● Challenges:
- A) List every component of the ski attachments that the ski attachment description identifies by a reference number, giving each with its number.
- B) From the ski attachment description, extract the part that opens with the words containing "Ski attachments having" and closes with "existing snow ski.", copying it word for word.
- C) Decide whether each statement agrees with the ski attachment description, answering yes or no and quoting the words that settle it: (i) The attachments let the ski bounce over the snow. (ii) The attachments strengthen the toe to body connection. (iii) The top support is located on the bottom of the ski.

● Document passage:
■ ■ ■ ■ ■ ■ ■

Ski attachments having a boat shape/navicular design for bottom of toe and a top support for front of manufactured skis
Snow ski attachments to toe of ski consisting of boat haul/navicular design bottom component J-tip 10 along with top support brace 30 and top cover 42. This will allow the ski to cut through the snow instead of bouncing over it and therefore reducing vibration and improving the control of the ski. These attachments will also strengthen the toe to body connection.
CROSS-REFERENCE TO RELATED APPLICATIONS
FEDERALLY SPONSORED RESEARCH
SEQUENCE LISTING OF PROGRAM
BACKGROUND OF INVENTION
1. Field of Invention
This invention introduces a new shape attachments consisting of a boat shape/navicular design secured through the bottom of the toe and fixed to a top support located on top of an existing snow ski.

■ ■ ■ ■ ■ ■ ■

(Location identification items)
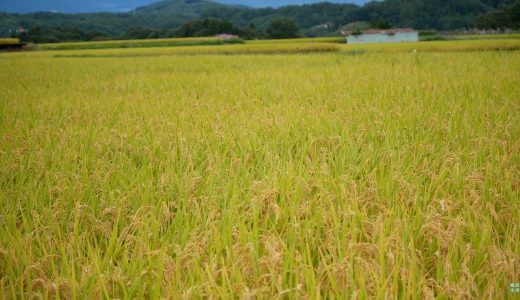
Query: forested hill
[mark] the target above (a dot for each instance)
(328, 17)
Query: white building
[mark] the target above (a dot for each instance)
(396, 35)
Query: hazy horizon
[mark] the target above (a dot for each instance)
(70, 6)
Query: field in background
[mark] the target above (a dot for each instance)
(9, 41)
(174, 42)
(357, 172)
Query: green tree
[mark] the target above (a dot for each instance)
(281, 28)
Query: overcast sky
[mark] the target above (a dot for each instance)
(23, 6)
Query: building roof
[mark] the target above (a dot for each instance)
(382, 31)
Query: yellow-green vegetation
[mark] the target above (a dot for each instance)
(141, 43)
(9, 41)
(278, 48)
(334, 39)
(388, 174)
(486, 36)
(437, 46)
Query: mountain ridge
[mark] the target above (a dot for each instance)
(320, 19)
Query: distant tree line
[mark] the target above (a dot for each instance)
(319, 19)
(278, 28)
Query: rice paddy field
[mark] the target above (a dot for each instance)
(359, 172)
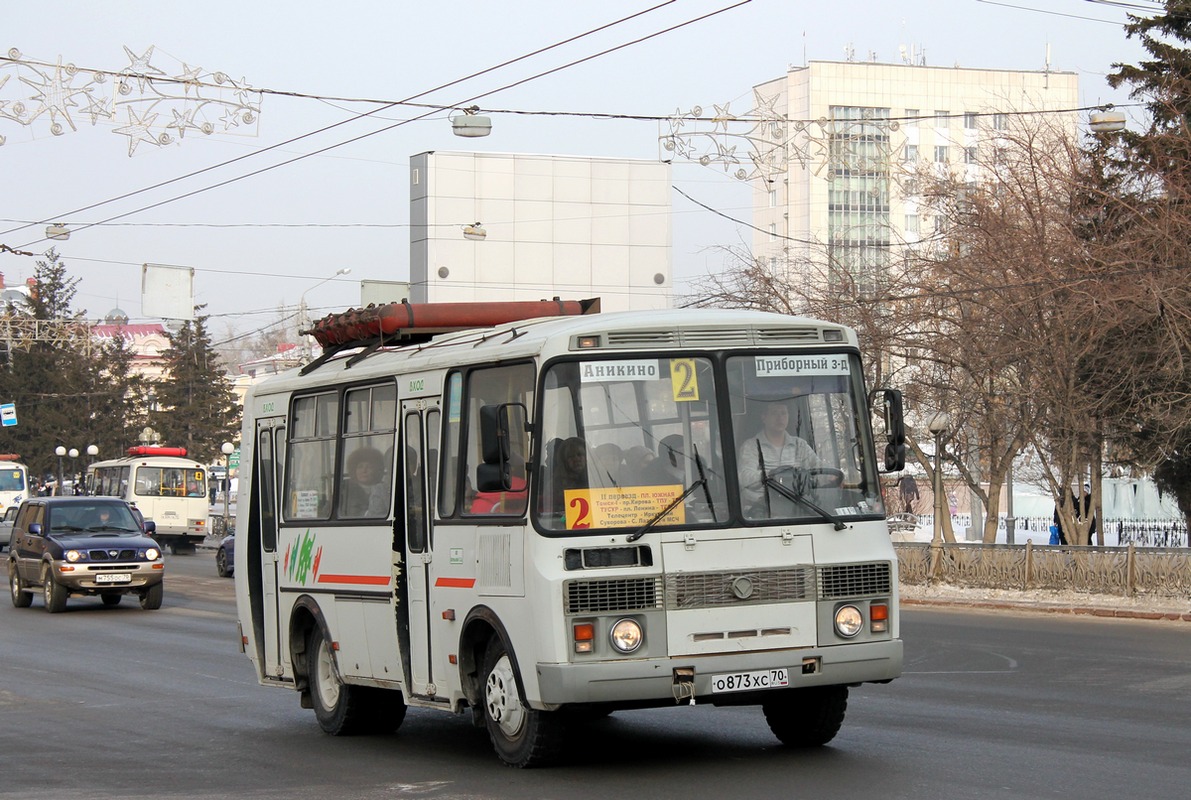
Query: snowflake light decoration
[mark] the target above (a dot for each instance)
(141, 101)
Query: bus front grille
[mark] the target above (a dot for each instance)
(854, 580)
(739, 587)
(613, 595)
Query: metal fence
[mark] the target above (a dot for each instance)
(1128, 570)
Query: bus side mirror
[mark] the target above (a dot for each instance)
(502, 437)
(895, 430)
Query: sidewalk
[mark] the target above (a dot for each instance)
(1051, 602)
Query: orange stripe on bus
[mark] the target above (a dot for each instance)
(370, 580)
(456, 582)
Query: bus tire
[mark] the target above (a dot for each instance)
(341, 710)
(54, 593)
(151, 598)
(20, 597)
(806, 718)
(521, 735)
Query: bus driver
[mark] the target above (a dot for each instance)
(771, 449)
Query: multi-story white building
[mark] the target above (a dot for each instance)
(839, 157)
(509, 226)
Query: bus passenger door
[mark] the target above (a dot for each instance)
(270, 442)
(421, 422)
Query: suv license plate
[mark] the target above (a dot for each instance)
(761, 679)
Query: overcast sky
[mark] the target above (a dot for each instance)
(259, 243)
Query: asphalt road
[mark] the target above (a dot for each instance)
(120, 704)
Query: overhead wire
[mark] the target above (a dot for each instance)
(382, 130)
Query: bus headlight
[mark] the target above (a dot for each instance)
(848, 620)
(627, 635)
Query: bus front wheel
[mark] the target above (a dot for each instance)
(806, 718)
(521, 735)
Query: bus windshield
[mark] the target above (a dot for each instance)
(624, 439)
(799, 433)
(641, 442)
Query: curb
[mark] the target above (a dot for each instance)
(1085, 611)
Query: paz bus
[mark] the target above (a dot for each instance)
(13, 481)
(537, 513)
(164, 485)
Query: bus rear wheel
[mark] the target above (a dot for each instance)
(521, 735)
(806, 718)
(342, 708)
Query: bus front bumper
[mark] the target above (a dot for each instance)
(656, 679)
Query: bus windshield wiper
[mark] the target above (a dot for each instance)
(790, 494)
(673, 504)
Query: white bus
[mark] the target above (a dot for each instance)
(13, 481)
(550, 519)
(164, 485)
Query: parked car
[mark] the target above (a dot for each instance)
(82, 545)
(10, 517)
(225, 556)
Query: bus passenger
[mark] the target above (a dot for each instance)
(568, 472)
(362, 492)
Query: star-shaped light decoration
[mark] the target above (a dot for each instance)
(138, 130)
(55, 95)
(139, 67)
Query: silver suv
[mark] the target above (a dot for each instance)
(89, 547)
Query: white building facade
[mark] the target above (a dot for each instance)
(507, 226)
(836, 186)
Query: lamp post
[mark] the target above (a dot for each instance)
(92, 451)
(303, 317)
(937, 426)
(74, 454)
(226, 448)
(60, 451)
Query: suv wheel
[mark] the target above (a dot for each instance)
(151, 598)
(55, 593)
(20, 597)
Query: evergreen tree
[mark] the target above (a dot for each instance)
(197, 408)
(50, 376)
(1160, 162)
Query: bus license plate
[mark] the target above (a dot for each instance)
(761, 679)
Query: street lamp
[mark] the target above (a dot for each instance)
(92, 451)
(937, 426)
(74, 454)
(226, 448)
(60, 451)
(304, 319)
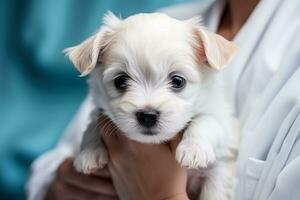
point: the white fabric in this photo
(264, 87)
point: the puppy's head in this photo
(153, 68)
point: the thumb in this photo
(107, 130)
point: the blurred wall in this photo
(39, 89)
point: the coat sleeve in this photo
(43, 169)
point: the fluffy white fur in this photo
(150, 47)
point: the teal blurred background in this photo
(39, 89)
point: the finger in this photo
(110, 134)
(107, 129)
(174, 142)
(92, 183)
(60, 190)
(104, 173)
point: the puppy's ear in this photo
(214, 49)
(86, 55)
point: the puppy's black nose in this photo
(147, 118)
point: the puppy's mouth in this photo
(149, 132)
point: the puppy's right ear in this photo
(86, 55)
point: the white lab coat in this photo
(264, 87)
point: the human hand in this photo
(143, 171)
(70, 184)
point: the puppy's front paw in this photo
(195, 154)
(89, 160)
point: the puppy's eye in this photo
(121, 82)
(177, 82)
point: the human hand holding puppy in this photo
(139, 171)
(143, 171)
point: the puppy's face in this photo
(153, 69)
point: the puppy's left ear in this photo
(214, 49)
(86, 55)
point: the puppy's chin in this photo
(151, 136)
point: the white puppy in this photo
(155, 76)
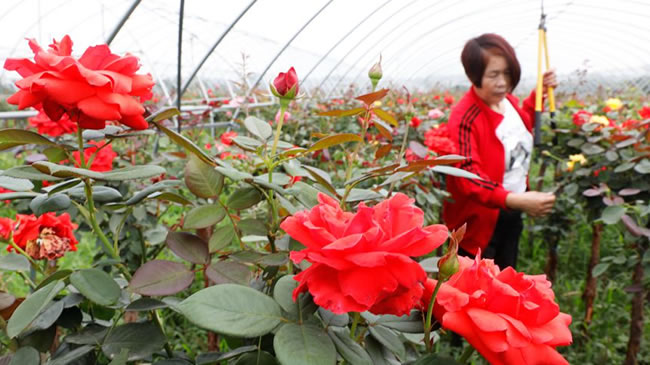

■ ■ ■ ■ ■ ■ ■

● Answers to each task:
- A)
J-tip 10
top support brace 30
top cover 42

- B)
Ski attachments having a boat shape/navicular design for bottom of toe and a top support for front of manufactured skis
Snow ski attachments to toe of ski consisting of boat haul/navicular design bottom component J-tip 10 along with top support brace 30 and top cover 42. This will allow the ski to cut through the snow instead of bouncing over it and therefore reducing vibration and improving the control of the ski. These attachments will also strengthen the toe to body connection.
CROSS-REFERENCE TO RELATED APPLICATIONS
FEDERALLY SPONSORED RESEARCH
SEQUENCE LISTING OF PROGRAM
BACKGROUND OF INVENTION
1. Field of Invention
This invention introduces a new shape attachments consisting of a boat shape/navicular design secured through the bottom of the toe and fixed to a top support located on top of an existing snow ski.

- C)
(i) No: "This will allow the ski to cut through the snow instead of bouncing over it"
(ii) Yes: "These attachments will also strengthen the toe to body connection."
(iii) No: "fixed to a top support located on top of an existing snow ski"